### TASK
Please work out how many lines below contain the word "stripe", and reply with only that number.

### RECORDED INFORMATION
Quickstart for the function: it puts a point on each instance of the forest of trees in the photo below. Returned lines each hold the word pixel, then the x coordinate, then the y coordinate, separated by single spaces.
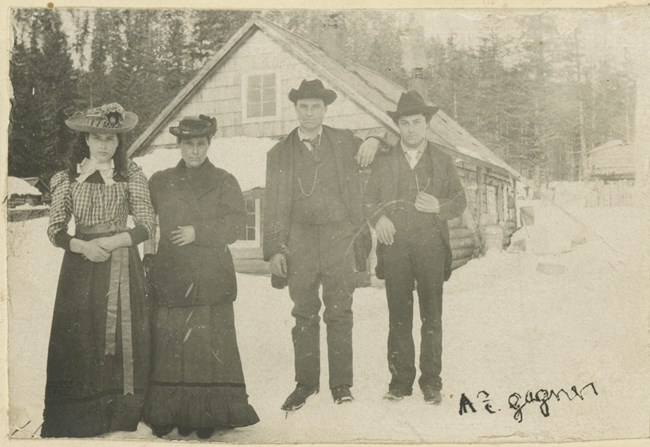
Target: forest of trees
pixel 534 99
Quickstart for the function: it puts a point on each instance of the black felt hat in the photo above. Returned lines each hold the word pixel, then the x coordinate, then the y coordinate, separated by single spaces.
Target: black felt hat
pixel 312 89
pixel 412 103
pixel 195 126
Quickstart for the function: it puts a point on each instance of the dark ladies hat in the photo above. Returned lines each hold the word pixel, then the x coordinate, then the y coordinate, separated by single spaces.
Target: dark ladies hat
pixel 195 126
pixel 109 118
pixel 412 103
pixel 312 89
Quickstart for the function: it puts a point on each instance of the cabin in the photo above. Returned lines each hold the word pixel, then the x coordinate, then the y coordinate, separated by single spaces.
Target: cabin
pixel 246 86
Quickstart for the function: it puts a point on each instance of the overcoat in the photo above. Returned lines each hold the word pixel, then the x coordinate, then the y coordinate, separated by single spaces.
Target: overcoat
pixel 278 193
pixel 202 272
pixel 382 190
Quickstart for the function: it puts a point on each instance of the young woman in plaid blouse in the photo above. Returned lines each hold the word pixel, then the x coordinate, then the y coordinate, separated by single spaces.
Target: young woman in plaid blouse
pixel 99 350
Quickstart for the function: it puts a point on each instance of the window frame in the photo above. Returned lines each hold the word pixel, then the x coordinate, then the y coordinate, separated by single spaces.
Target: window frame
pixel 254 243
pixel 244 97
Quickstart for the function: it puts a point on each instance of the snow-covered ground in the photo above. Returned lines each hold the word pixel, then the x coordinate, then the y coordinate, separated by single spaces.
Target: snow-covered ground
pixel 508 328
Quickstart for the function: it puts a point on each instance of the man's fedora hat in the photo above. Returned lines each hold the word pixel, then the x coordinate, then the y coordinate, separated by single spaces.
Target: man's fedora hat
pixel 312 89
pixel 195 126
pixel 108 118
pixel 412 103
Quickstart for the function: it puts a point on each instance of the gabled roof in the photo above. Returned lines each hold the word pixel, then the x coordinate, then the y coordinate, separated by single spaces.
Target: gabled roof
pixel 369 90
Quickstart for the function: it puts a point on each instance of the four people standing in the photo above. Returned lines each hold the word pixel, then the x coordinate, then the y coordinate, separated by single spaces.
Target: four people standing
pixel 315 233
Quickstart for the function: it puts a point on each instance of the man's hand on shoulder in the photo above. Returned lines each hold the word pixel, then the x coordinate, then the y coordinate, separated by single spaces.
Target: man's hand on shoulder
pixel 367 152
pixel 278 265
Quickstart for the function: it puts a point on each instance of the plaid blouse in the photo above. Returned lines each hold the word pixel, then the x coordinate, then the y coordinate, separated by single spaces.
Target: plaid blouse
pixel 98 203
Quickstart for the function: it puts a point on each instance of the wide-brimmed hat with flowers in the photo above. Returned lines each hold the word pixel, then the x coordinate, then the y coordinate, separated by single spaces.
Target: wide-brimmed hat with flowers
pixel 108 118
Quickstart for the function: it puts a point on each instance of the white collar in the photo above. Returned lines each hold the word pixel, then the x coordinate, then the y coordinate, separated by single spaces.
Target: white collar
pixel 304 136
pixel 420 148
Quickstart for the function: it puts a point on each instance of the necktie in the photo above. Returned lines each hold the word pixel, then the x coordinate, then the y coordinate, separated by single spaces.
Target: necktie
pixel 314 145
pixel 413 158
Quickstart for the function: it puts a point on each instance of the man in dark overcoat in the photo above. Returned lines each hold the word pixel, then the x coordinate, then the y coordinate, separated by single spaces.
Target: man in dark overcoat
pixel 313 213
pixel 412 192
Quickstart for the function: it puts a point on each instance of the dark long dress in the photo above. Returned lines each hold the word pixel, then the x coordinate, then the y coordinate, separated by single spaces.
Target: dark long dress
pixel 197 378
pixel 96 379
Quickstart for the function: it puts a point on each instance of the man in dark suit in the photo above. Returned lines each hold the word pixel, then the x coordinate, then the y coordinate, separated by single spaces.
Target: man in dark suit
pixel 412 191
pixel 313 226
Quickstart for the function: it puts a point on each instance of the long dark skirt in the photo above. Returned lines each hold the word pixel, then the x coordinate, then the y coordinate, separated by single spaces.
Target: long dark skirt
pixel 197 378
pixel 84 394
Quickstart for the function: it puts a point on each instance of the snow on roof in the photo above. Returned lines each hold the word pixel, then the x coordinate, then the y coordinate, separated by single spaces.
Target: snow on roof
pixel 243 157
pixel 21 187
pixel 368 89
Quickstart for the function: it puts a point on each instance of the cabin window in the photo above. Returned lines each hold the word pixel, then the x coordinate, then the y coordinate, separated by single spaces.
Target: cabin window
pixel 249 235
pixel 259 97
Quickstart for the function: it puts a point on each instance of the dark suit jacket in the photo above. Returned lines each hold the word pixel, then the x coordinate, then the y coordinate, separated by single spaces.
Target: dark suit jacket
pixel 279 178
pixel 201 272
pixel 382 189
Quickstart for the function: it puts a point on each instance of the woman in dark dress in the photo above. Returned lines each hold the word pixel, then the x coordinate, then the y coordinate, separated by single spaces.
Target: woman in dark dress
pixel 197 380
pixel 99 349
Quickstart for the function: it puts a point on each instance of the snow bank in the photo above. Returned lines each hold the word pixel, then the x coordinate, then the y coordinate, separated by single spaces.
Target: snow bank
pixel 243 157
pixel 569 194
pixel 21 187
pixel 507 328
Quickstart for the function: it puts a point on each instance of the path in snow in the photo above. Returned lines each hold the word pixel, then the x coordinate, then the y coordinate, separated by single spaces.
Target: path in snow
pixel 507 328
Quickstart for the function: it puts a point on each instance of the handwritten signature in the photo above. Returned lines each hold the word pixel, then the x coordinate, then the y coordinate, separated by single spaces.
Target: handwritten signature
pixel 518 402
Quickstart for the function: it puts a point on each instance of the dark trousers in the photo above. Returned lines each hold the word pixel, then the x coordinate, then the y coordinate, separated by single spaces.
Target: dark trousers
pixel 414 257
pixel 322 255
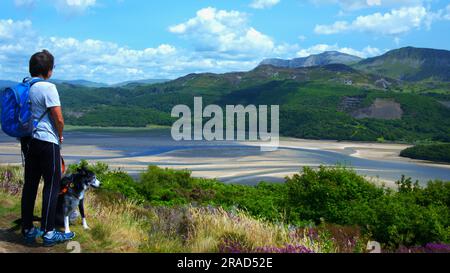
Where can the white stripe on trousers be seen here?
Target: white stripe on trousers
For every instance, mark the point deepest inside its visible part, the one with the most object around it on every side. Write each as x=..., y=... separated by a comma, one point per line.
x=51, y=187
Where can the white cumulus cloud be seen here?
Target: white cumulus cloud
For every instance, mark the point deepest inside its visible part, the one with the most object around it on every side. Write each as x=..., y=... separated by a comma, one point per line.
x=225, y=33
x=394, y=22
x=25, y=3
x=351, y=5
x=263, y=4
x=73, y=6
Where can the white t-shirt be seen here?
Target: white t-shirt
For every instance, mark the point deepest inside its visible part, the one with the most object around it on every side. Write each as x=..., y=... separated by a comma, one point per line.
x=44, y=95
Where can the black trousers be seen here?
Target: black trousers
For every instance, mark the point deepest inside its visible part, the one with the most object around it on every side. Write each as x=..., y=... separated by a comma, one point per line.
x=42, y=159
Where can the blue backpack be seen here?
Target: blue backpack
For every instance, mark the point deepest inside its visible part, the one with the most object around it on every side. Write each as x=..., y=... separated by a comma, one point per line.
x=17, y=119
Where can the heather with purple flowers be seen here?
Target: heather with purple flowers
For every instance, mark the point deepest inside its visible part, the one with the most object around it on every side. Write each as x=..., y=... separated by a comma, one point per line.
x=284, y=249
x=11, y=180
x=428, y=248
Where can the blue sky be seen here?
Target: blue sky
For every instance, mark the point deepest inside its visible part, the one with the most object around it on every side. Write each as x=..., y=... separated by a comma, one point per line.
x=118, y=40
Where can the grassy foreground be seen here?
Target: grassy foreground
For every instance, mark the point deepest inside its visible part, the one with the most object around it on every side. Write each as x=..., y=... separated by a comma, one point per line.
x=324, y=210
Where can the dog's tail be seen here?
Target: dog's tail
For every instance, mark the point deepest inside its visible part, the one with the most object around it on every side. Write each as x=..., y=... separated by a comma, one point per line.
x=19, y=222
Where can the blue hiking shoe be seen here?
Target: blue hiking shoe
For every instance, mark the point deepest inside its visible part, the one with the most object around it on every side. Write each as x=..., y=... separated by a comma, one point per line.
x=55, y=237
x=31, y=235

### EXERCISE ANSWER
2